■ **Aim**
Return each line of the records below that contains the word "window". Letter case matters.

Named-object pointing records
- - -
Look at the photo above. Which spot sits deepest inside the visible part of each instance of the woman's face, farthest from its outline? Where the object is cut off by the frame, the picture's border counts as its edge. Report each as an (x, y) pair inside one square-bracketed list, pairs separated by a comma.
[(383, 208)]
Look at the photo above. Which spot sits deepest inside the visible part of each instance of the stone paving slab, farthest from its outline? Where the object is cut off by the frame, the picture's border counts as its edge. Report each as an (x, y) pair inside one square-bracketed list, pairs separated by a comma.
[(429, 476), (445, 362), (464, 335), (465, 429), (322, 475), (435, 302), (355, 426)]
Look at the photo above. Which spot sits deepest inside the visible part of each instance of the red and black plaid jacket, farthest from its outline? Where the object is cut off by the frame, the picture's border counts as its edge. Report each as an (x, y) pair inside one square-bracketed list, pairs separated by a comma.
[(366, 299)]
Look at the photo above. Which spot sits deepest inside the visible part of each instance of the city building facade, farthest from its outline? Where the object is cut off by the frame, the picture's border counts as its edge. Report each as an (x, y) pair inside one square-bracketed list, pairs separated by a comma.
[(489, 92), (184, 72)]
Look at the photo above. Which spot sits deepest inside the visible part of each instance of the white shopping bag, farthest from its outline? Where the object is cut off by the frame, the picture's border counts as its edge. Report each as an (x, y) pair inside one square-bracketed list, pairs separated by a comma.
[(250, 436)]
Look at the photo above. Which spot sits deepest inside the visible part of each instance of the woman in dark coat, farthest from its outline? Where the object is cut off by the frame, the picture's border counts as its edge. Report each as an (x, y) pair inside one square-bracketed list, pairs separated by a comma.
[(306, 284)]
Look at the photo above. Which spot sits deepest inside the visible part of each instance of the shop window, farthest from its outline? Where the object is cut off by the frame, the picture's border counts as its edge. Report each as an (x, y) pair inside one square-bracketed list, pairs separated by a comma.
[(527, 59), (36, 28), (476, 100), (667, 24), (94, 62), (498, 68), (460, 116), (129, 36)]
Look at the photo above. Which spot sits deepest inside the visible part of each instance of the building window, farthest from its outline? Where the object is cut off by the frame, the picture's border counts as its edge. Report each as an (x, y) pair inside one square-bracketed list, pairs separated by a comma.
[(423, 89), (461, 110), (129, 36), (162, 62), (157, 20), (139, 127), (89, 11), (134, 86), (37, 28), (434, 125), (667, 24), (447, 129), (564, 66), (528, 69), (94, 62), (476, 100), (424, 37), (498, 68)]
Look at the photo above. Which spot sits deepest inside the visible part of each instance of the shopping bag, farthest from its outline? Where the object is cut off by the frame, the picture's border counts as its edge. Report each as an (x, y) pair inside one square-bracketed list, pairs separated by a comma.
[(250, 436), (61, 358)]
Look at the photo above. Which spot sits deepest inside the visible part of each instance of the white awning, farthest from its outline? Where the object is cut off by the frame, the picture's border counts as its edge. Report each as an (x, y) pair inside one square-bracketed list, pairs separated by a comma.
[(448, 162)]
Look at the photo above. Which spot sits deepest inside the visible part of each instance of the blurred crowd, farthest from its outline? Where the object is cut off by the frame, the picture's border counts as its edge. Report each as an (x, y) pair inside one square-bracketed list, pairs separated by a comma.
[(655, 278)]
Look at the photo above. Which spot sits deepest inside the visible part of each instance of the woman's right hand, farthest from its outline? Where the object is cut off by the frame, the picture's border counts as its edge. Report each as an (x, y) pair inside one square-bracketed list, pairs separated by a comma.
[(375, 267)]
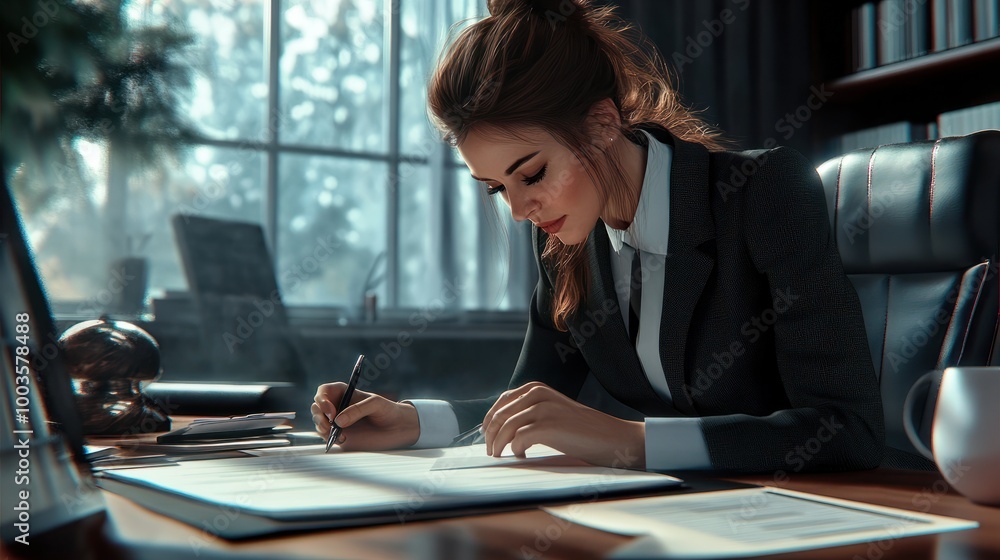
- - -
■ **Right answer**
Look at the photo above. Which spot sits deepest inside the visible part of each instance of the shop window, farthest from its outline? Where the object is cut off by the frame, the picture's border counts as its edge. Report each as an (x, y) pair inside one square-bracketed list, pairs separated by a comma.
Look at the photo above. Which spot sits deepest inside the visible part of each instance of the building window, farthest from its outline? Where the object is cut off by the frame, the picture's border counts as its edge. Report each as an (x, y) pair inside one square-bracketed list, pairs separated by a comma.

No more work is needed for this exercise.